Please pick out every line in the data below that contains the word "mask", and copy each one.

[Start of Rows]

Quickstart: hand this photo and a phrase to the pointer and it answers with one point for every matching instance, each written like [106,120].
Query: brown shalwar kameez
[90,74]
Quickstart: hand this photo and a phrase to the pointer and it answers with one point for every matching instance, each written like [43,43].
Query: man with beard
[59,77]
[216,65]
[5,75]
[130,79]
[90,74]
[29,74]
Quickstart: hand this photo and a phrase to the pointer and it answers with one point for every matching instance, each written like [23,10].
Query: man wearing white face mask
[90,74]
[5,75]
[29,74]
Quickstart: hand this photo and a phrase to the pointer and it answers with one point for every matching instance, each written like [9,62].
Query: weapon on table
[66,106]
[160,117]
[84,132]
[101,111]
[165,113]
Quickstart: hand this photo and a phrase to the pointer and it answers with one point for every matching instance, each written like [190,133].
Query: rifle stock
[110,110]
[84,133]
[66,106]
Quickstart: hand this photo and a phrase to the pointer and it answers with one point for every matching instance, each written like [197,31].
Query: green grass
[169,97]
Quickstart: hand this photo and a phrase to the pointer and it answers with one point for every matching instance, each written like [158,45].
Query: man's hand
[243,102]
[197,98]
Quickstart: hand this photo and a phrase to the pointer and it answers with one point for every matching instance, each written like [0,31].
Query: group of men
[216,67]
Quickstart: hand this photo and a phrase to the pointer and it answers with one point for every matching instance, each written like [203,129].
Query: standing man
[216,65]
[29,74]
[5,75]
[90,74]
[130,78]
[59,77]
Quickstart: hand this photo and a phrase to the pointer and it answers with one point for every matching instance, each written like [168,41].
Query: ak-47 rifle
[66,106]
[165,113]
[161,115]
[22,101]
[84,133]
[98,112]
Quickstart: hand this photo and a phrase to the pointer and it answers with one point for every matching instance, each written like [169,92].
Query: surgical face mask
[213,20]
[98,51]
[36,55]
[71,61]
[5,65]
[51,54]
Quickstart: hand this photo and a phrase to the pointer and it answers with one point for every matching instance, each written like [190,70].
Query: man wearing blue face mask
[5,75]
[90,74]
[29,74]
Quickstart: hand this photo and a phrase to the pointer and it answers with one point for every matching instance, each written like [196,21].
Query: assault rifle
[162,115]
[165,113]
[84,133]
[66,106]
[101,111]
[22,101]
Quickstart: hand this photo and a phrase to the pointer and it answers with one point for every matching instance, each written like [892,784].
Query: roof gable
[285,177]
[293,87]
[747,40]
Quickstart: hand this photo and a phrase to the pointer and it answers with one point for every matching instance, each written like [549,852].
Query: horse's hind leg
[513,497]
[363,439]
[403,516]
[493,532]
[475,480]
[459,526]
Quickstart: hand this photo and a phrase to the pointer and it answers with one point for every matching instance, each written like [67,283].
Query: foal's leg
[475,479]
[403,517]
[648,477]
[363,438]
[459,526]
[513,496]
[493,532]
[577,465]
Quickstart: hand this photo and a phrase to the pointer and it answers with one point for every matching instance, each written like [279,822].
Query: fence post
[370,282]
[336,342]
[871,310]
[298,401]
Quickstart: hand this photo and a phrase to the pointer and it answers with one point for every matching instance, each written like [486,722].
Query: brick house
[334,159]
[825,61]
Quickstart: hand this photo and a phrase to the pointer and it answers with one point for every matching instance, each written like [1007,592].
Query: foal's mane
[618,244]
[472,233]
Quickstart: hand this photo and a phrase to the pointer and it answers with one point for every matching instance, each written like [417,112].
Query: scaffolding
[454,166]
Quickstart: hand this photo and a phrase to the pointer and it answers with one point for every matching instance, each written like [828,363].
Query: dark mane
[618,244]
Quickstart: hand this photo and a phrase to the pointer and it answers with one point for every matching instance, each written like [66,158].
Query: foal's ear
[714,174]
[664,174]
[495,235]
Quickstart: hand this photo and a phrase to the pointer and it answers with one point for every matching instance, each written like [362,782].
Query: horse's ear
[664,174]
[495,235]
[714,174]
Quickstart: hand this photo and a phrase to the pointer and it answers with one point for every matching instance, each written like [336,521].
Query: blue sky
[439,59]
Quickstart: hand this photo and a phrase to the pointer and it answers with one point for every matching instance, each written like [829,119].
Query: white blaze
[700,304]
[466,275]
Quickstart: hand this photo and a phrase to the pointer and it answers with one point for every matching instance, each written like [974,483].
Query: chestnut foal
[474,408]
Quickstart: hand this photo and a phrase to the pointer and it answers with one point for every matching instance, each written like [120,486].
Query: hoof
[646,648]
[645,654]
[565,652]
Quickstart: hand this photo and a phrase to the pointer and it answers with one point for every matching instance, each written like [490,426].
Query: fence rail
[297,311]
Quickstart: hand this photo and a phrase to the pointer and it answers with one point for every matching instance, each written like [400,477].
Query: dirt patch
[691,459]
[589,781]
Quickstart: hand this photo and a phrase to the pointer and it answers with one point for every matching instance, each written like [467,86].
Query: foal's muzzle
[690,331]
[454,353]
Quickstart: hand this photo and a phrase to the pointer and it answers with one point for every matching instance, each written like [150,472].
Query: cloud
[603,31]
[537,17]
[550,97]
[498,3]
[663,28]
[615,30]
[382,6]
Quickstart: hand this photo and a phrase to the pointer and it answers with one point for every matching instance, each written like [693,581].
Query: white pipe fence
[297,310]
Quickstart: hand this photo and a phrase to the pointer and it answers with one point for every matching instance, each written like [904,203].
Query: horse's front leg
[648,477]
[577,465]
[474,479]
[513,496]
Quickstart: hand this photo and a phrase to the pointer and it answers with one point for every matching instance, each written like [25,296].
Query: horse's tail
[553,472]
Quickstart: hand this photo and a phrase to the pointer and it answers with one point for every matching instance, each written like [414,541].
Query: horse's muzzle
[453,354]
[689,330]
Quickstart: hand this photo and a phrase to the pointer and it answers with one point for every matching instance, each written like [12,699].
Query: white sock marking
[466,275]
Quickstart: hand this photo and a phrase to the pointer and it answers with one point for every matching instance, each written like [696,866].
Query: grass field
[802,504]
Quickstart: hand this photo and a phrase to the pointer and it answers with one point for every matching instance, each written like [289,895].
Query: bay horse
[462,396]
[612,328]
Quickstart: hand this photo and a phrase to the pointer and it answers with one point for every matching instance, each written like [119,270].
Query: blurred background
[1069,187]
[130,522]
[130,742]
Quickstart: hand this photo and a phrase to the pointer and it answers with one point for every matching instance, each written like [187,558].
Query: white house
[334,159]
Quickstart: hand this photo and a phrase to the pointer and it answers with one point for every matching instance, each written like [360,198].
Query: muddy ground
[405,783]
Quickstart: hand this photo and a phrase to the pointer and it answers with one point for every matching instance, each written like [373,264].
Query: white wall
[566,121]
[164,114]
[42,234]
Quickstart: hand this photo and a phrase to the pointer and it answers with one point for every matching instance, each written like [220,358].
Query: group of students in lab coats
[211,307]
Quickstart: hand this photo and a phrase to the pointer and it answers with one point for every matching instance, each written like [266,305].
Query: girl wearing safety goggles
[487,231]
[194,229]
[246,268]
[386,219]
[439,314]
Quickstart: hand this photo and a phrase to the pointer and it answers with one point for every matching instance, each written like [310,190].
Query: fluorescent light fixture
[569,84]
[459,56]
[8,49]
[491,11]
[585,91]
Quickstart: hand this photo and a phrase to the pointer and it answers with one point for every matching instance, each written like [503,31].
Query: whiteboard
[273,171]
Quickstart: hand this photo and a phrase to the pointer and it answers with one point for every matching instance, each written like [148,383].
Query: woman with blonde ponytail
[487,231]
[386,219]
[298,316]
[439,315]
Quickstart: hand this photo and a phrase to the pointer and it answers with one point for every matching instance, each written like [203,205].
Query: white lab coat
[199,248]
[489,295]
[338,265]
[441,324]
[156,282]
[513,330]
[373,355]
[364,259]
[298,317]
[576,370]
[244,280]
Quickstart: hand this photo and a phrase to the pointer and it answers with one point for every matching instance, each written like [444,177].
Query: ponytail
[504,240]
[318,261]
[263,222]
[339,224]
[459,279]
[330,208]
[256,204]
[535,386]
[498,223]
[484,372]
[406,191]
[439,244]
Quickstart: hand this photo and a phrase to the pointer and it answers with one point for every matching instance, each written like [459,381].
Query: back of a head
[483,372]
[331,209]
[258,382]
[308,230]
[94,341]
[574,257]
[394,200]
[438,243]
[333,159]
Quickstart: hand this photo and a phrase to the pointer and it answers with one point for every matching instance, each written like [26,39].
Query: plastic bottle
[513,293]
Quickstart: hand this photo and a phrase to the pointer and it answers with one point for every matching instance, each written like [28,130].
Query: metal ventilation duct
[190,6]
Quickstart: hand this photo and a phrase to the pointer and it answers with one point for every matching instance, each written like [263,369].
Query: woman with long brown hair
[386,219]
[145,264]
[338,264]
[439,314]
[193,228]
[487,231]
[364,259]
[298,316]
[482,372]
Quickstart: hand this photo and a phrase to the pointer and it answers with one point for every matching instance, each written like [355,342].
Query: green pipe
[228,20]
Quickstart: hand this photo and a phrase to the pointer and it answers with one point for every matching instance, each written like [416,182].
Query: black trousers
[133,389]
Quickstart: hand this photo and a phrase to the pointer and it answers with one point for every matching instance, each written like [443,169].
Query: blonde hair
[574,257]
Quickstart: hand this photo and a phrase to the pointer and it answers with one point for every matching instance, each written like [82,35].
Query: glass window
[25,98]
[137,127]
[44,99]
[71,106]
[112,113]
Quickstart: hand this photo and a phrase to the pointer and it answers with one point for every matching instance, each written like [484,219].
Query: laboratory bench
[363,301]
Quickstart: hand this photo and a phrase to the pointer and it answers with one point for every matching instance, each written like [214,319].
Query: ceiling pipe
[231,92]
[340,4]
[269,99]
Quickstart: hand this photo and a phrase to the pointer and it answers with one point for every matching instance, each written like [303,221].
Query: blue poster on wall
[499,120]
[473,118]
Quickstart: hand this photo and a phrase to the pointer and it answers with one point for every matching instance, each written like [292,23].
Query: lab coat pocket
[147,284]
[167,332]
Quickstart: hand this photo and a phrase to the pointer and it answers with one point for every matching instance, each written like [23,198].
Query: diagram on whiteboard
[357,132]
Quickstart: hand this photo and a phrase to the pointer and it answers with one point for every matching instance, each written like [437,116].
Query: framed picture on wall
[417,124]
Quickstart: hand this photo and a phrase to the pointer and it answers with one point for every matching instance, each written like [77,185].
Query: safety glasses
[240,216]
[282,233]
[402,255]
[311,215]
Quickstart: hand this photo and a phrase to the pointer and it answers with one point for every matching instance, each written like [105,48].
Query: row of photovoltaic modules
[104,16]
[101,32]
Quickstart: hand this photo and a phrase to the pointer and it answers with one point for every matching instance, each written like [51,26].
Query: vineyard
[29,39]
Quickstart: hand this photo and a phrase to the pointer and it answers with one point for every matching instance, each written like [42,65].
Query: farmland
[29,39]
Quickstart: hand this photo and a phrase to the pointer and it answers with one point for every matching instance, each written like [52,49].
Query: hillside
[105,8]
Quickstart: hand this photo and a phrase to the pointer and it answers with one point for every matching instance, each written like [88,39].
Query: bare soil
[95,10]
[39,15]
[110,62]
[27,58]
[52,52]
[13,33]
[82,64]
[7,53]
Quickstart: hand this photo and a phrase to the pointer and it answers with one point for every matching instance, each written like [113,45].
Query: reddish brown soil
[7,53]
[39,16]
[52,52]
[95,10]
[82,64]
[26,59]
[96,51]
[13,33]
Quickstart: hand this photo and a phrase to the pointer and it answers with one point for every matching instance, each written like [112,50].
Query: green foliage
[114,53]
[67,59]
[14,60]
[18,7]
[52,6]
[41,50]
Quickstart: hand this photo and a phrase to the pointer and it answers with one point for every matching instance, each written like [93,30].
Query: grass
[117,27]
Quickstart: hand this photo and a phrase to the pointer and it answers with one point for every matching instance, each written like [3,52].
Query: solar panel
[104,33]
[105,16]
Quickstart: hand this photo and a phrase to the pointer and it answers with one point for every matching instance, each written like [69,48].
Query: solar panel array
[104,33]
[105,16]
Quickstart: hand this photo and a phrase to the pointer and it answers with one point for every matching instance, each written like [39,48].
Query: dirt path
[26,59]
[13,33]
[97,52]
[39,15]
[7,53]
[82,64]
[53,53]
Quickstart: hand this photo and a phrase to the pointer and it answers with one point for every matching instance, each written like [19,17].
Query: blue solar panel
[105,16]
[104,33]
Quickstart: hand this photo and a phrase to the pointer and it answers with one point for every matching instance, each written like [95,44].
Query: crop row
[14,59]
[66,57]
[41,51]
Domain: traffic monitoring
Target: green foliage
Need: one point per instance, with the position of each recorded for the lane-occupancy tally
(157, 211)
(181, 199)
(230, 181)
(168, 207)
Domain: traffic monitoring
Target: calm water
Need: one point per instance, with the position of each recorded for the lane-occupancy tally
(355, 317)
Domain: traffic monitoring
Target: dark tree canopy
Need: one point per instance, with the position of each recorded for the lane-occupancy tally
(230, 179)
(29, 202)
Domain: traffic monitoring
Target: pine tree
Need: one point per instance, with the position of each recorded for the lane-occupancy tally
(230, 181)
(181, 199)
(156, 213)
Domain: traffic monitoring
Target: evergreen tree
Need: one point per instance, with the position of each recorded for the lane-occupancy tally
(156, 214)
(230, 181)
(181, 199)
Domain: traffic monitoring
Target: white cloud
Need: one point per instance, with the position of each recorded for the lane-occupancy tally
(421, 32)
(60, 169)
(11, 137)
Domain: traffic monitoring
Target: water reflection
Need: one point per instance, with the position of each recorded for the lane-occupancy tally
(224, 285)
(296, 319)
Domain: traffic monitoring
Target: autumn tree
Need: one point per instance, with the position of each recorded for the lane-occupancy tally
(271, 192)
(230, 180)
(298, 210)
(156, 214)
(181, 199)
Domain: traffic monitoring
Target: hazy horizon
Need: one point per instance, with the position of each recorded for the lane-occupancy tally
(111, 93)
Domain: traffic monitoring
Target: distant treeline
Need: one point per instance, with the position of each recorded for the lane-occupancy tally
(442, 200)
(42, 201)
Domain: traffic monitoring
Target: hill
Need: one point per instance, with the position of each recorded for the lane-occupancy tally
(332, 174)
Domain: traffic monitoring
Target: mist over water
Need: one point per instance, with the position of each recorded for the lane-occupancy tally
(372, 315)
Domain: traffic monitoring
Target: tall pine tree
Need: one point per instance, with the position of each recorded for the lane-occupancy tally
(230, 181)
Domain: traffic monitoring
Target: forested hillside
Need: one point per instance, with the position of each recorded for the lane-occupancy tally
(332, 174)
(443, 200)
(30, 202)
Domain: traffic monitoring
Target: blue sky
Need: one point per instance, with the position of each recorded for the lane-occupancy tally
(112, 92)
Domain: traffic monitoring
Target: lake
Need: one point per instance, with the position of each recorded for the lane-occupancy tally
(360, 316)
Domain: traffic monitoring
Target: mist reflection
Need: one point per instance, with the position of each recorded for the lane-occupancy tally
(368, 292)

[End of Rows]

▸ Finished task
Query: man wearing white face mask
Query: surgical face mask
Query: man wearing blue face mask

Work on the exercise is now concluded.